[Stored data entries]
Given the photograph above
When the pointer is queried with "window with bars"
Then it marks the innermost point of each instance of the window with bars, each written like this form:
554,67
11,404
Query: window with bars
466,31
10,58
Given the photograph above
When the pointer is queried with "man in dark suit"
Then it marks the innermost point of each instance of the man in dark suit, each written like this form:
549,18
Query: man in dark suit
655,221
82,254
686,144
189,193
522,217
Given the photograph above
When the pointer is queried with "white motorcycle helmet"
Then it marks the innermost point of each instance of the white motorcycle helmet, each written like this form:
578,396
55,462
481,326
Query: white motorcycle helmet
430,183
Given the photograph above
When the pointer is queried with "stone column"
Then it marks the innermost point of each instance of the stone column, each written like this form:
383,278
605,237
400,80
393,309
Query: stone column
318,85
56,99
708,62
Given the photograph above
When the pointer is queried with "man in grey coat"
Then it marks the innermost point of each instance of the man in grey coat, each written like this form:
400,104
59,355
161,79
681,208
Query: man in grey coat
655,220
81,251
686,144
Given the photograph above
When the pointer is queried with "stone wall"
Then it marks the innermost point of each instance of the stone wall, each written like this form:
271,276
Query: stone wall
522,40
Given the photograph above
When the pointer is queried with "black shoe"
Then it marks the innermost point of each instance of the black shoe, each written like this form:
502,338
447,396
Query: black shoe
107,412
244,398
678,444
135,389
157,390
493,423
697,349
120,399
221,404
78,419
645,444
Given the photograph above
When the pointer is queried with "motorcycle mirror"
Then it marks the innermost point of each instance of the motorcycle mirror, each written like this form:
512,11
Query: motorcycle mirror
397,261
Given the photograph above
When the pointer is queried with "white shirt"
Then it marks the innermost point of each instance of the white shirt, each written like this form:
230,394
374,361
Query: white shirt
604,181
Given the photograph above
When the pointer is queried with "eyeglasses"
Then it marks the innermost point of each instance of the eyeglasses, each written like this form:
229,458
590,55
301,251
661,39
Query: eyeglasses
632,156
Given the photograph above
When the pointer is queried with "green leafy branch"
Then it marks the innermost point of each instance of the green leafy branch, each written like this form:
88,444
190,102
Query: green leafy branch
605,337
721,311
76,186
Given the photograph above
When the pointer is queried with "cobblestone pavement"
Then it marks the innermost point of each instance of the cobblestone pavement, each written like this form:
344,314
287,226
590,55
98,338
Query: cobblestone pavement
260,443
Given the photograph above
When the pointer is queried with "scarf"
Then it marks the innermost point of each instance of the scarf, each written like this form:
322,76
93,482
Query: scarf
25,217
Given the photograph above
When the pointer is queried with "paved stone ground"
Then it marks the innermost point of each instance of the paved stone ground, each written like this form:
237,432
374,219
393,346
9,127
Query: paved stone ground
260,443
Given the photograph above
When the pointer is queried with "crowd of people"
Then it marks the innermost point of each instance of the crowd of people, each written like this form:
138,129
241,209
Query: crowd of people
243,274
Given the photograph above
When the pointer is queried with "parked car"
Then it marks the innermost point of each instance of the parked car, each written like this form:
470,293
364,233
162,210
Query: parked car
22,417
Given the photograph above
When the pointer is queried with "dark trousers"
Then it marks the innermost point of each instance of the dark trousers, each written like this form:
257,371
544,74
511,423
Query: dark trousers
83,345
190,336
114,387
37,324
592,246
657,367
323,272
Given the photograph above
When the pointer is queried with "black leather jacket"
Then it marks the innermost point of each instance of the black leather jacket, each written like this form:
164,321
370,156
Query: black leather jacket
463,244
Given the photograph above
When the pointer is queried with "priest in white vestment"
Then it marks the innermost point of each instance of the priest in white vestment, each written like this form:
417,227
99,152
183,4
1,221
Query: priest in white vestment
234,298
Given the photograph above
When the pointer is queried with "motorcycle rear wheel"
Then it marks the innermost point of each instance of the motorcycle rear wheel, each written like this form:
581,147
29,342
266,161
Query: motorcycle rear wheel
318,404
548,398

• Work instructions:
Your answer must be the complete data, repeated word for word.

• Written answer:
Given the photograph above
When the pointer is queried with "window with bars"
Then it marks the innermost point of each instance of the window with bars, each written like this form:
554,67
11,404
Query: window with bars
466,31
10,58
Given the photograph above
When the pointer is queried with "man in dark suit"
Then it marks the innermost point of each instance of the man in dark suit, each written like this form:
549,18
Query: man in dark suit
655,221
82,254
686,144
189,193
522,217
Given the photograph above
When the pointer is queried with "white motorcycle helmet"
Then it marks the innermost point of each instance of the white motorcycle helmet, each written like this form:
578,396
55,462
481,326
Query: white motorcycle helmet
430,183
Given the photograph above
When the pointer is queried with "stone column"
Then it marks the innermost point of each instance of the stone column, each written like this form:
383,278
605,237
400,80
393,309
Query: stone column
318,85
56,99
708,62
Given the photograph above
When the pointer is queried with "man in grey coat"
Then it marks the innermost point of each instance of the man in grey coat, each written like this form:
400,104
59,355
161,79
681,208
Query: man in grey coat
655,220
81,251
686,144
Given the photograph above
When the pointer is queried with "stone wall"
Then it marks the innermost point of each instance of the stone wall, each written like this form:
271,276
Query: stone wall
522,40
Given the photograph above
When the pointer is queried with "black shoe"
Then it marks the innermost point of each instance of the black shoe, each written like this form:
502,338
447,396
Query: black shoe
107,412
244,398
678,444
135,389
157,390
493,423
697,349
120,399
221,404
78,419
645,444
Given the photograph above
When the pointer is queried with "motorcycle mirror"
Then it marks the innermost point of each instance of the motorcycle mirror, each written like this form:
512,11
Query: motorcycle mirror
397,261
Given the photograph above
When the pointer is queried with "white shirt"
Then it marks the innermost point of each instance of the white shirt, each written like this form:
230,394
374,361
Query: white shirt
604,181
Given the photograph above
When the pointer is queried with "eyeglasses"
Then it marks the innermost point of each instance of the eyeglasses, each written like this form:
229,458
590,55
301,251
661,39
Query: eyeglasses
632,156
Given the photograph above
When the pointer is queried with "green leafy branch"
Then it marks the innermost point of each instance of the green leafy branch, each written like this form:
88,444
190,102
Query: green leafy branch
605,337
721,311
76,186
Given the photograph above
When the pointer is queried with "cobblestone pavement"
Then it marks the innermost point of each instance of the cobblestone pavement, each written like this form:
344,314
287,226
590,55
98,338
Query: cobblestone pavement
260,443
Given the photograph above
When the pointer is queried with "scarf"
Then it marks the innermost point of each instance of the scarf, each written like this form:
322,76
93,482
Query: scarf
25,217
Given the photograph above
When the pointer is queried with "paved stone ground"
Then it marks the innermost point of each instance of the paved stone ground, each written like this form:
237,432
374,219
393,346
9,127
Query: paved stone ground
260,443
Given the photograph above
When the pointer is queried with "crowd of people"
Then it marks the innermost point of each instance of the crowd of people, each written like this form:
138,129
241,209
Query: crowd of people
243,274
Given the photograph above
When the pointer is queried with "parked car"
Then it marks the innermost point of each instance of the parked car, each written like this form:
470,293
364,233
162,210
Query: parked car
22,417
Given the photograph above
When the pointer is queried with "dark trousers"
Then it marks the innermost point of each instance of the dark trousers, each written like this form:
257,371
544,74
511,423
Query: dark trousers
83,345
190,336
114,387
37,324
592,246
657,367
323,272
Given the photograph above
When the pointer is queried with "black leather jacket"
Then it marks the innermost point of each instance of the black leather jacket, each written like this form:
164,321
370,156
Query: black leather jacket
463,244
Given the photograph above
When the pointer is queried with "priest in white vestment"
Then it marks the innermost point of each instance of the priest in white vestment, each written like this form:
417,227
99,152
183,4
1,221
Query: priest in white vestment
234,298
Given the photograph above
When the pointer is queried with "motorcycle rear wheel"
Then it marks the innermost point of each instance of the motorcycle rear wheel, each written like this form:
581,147
29,342
266,161
Query: motorcycle rear wheel
318,404
548,398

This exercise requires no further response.